▶ **Task to carry out**: Retype all the entries word for word, but omit the pictures.

* Begin Available data *

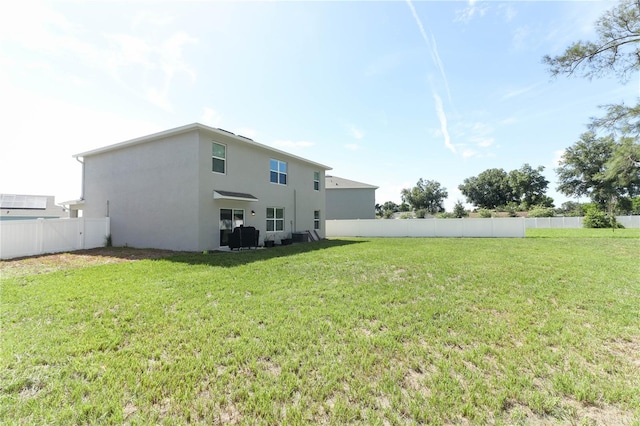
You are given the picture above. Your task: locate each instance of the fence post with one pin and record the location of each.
(40, 235)
(81, 230)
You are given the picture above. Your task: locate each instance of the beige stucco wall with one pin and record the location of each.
(248, 172)
(160, 193)
(149, 191)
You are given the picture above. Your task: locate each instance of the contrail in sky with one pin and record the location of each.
(443, 123)
(433, 50)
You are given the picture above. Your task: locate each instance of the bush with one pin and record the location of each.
(485, 213)
(542, 212)
(598, 219)
(446, 215)
(421, 213)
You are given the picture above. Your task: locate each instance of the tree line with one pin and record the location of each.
(603, 164)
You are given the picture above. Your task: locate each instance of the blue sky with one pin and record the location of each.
(383, 92)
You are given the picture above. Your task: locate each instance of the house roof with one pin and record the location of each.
(189, 128)
(335, 182)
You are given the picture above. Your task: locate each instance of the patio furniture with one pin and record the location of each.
(244, 237)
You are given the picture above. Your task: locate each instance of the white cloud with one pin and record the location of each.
(432, 47)
(355, 132)
(292, 144)
(470, 12)
(211, 117)
(247, 132)
(442, 117)
(513, 93)
(557, 157)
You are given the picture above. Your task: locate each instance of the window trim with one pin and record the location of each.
(275, 219)
(214, 157)
(279, 174)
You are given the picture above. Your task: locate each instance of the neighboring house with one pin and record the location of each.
(21, 207)
(187, 189)
(348, 199)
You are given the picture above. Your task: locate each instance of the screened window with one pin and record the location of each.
(278, 172)
(316, 219)
(275, 219)
(219, 158)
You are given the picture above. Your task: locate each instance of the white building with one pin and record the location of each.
(24, 207)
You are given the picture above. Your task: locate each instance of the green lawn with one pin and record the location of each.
(357, 331)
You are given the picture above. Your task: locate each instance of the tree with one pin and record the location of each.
(488, 190)
(582, 169)
(528, 187)
(427, 194)
(623, 168)
(616, 51)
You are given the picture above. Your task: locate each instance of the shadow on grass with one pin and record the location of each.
(242, 257)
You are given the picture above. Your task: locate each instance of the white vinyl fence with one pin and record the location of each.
(32, 237)
(493, 227)
(576, 222)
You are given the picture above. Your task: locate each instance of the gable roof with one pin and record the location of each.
(195, 127)
(335, 182)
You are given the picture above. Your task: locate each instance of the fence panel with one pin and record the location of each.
(33, 237)
(454, 228)
(575, 222)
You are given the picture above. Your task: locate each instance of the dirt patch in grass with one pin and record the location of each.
(43, 264)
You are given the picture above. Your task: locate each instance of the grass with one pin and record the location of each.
(376, 331)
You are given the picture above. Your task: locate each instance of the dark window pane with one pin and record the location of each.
(218, 165)
(219, 150)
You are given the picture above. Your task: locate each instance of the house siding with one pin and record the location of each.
(160, 193)
(149, 191)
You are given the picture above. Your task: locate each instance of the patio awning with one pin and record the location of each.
(230, 195)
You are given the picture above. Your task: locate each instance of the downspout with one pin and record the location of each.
(295, 213)
(82, 182)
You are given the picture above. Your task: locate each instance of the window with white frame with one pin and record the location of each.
(316, 219)
(278, 172)
(219, 158)
(275, 219)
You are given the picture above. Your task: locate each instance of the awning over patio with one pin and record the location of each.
(230, 195)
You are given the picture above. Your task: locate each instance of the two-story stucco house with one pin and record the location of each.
(187, 188)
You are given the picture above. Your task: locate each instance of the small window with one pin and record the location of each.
(316, 219)
(275, 219)
(278, 172)
(219, 158)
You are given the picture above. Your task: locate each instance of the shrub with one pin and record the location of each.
(485, 213)
(459, 210)
(542, 212)
(446, 215)
(598, 219)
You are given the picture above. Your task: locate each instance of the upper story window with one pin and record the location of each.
(278, 172)
(219, 158)
(275, 219)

* End Available data *

▶ **Response to the exercise**:
You are given the picture above. Your task: locate each instance of the fence post with one pin and record the location of each.
(40, 235)
(81, 230)
You are given the picture above. Your task: locate each instance of the beige stucco wall with one pin and record the location of each.
(248, 172)
(160, 193)
(149, 191)
You are given the picture above. Your task: locate each instance of the contrail in sky with one pin and record the location of each.
(443, 123)
(433, 50)
You are given the picture above. Your task: locate each instance of the bush with one pin and record the location of each.
(485, 213)
(542, 212)
(598, 219)
(446, 215)
(421, 213)
You are given the picture above. Your task: locate each instance of the tree line with one pin and record the location of each.
(603, 164)
You are given the picture above. Your task: locate each instance of the blue sky with one pin and record the location of each.
(383, 92)
You are given the picture above. Your task: locate each instance of the house roof with one pin and record the location of each.
(189, 128)
(335, 182)
You are given the picture above. Your task: locate each instance of the patio furniture with one pin and record the location of each.
(244, 237)
You are given the picture above. Your task: locate each instance of the white cloud with one pin and record the location of each.
(432, 47)
(355, 132)
(292, 144)
(470, 12)
(211, 117)
(247, 132)
(442, 117)
(513, 93)
(557, 157)
You are given the picture above. Your task: locate each instance of the window trim with one pin and record the location of each.
(275, 219)
(214, 157)
(279, 174)
You are given the picture above. Your task: locate each instance of the neighboring house with one pin and record the location of each.
(21, 207)
(187, 189)
(348, 199)
You are given the picture above. Your task: locate each instance of the screened window with one pin and record the location of each.
(278, 172)
(316, 219)
(275, 219)
(219, 158)
You are given the picture above. Your task: locate each instance of the white building with one pin and record the location of each.
(24, 207)
You are given the picture above. Your task: locate each instance of the green lawn with one pin and record the location of each.
(357, 331)
You are given the picture above. Your task: locate each instance of the tree with one pin and record the location of each.
(488, 190)
(582, 169)
(528, 187)
(427, 194)
(623, 168)
(616, 51)
You are given the picture above. Your task: locate each instance of the shadow on grass with one pin and record the location of each.
(242, 257)
You are given the picture above. Your task: locate each instance of the white vinyl fence with one pin and record the location of each.
(32, 237)
(493, 227)
(576, 222)
You are given the picture above. Your task: locate each instance of the gable roof with one pin and record the location of each.
(195, 127)
(335, 182)
You are given the picture above. Your task: locate each instance of the fence panel with one pin and record the location of each.
(33, 237)
(454, 228)
(575, 222)
You are given the picture above. Your task: locate each instance of the dirt patch in grass with one pin and record the location of each.
(43, 264)
You are given the picture above. Your task: locate each instance of the grass with one pin and record the location of each.
(376, 331)
You are given the picture above. Your task: locate each instance of the dark window pane with one pin and record the location of each.
(218, 165)
(219, 150)
You are given the picture above. Your task: locate each instance of the house siding with one pin and record the location of each.
(160, 193)
(149, 191)
You are given the picture above. Your task: locate each instance of the patio awning with one pin and record the location of each.
(230, 195)
You are given the picture above. Your task: locate each instance of the downspout with one pin and record the location of each.
(295, 213)
(82, 182)
You are given the picture above. Your task: locate each instance of the window with white frame with one pin and record the location of each.
(316, 219)
(278, 172)
(219, 158)
(275, 219)
You are given the picture above. Your task: locate each instance of the awning over patio with one pin and record the location of each.
(230, 195)
You are given the picture above. Your task: locate each instance of the two-story stucco house with one pin and record the location of each.
(187, 188)
You are given the picture above. Your task: locate each instance of the small window with one pin and record the location of each.
(316, 219)
(275, 219)
(278, 172)
(219, 158)
You are given the picture above. Your task: locate each instance of the shrub with one pin and record the location of each.
(485, 213)
(459, 210)
(542, 212)
(446, 215)
(598, 219)
You are given the picture above. Your task: locate each instance of the upper story window with one pin and record the location of each.
(278, 172)
(219, 158)
(275, 219)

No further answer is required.